- Tasks
(A) In the passage, why did the author choose Go when starting to build the system? Answer in one to three sentences.
(B) Update the listing from its start through the line containing "<point>303,289</point>", replacing "Target" with "Label" and leaving everything else unchanged.

- Extracted text
---*---

The team’s convention, annotate everything, turned the language into something else. Inference still happened inside function bodies, where the value you’re inferring about is sitting right there. Inference stopped at the function boundary. Sylvan Clebsch, who designed Pony, calls this type implication. The compiler can figure out what’s going on locally. It doesn’t get to propagate decisions across boundaries you’d want stable. F# with that convention applied is, in effect, a language with local type inference. Pony has always been that language. Same idea. Different starting point.

Spooky action doesn’t stop at the edge of a program. Let’s talk about message queues. Everyone loves message queues. Almost every leet architecture design now is a series of queues. We do this on purpose, and often for excellent reasons. Two services that used to talk to each other directly, now they talk through a queue. The producer doesn’t know who’s reading. The consumers don’t know who’s writing. We get decoupling. We get back-pressure smoothing. We get a buffer when one side is slow. We get a lot of nice things. We also get this. When somebody changes how the producer writes its messages, you can no longer easily know what’s downstream. You don’t know who’s reading. You don’t know what they’re doing with what you send. The shape of your message is part of an API contract with parties you can’t enumerate.

Pull on this thread far enough and you find that “I changed our payload format” and “I broke five things” aren’t the same sentence in the same project anymore. The five things are over there. You don’t even know where “there” is yet. You’ll find out.

All of that probably sounds like I’m anti-non-locality. I’m not. Sit right down and let me tell you a story about what I’m actually against.

A while back I was building a system at a company. I was new there. The core idea of the system was that customers needed to give us data in their own shape, and we needed to understand it and work with it. So we were building, in effect, a type system for arbitrary customer data. The shapes were customer-defined. The storage was dynamically generated to match each shape. Data coming in got validated against the shape so the rest of the system could trust it.

I started in Go. I had the political capital of a newcomer with a good reputation, aka a bit, but not a whole lot. There was already a lot of Go in production. It was a safe choice. A choice that preserved my limited political capital.

---*---

- Records supplied
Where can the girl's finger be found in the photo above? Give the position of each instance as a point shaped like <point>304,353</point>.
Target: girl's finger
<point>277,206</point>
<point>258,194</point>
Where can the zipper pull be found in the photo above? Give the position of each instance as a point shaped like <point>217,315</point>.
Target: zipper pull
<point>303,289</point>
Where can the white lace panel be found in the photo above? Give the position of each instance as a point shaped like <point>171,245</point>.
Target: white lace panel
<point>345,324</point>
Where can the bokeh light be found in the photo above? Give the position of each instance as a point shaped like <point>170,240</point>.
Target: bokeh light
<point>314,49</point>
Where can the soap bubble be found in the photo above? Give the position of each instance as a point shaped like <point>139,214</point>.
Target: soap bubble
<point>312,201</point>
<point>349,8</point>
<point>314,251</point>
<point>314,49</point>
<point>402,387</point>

---*---

- Exercise answers
(A) There was already a lot of Go in production, so it was a safe choice. As a newcomer with only a bit of political capital, the author picked it because it preserved that limited capital.

(B)
Where can the girl's finger be found in the photo above? Give the position of each instance as a point shaped like <point>304,353</point>.
Label: girl's finger
<point>277,206</point>
<point>258,194</point>
Where can the zipper pull be found in the photo above? Give the position of each instance as a point shaped like <point>217,315</point>.
Label: zipper pull
<point>303,289</point>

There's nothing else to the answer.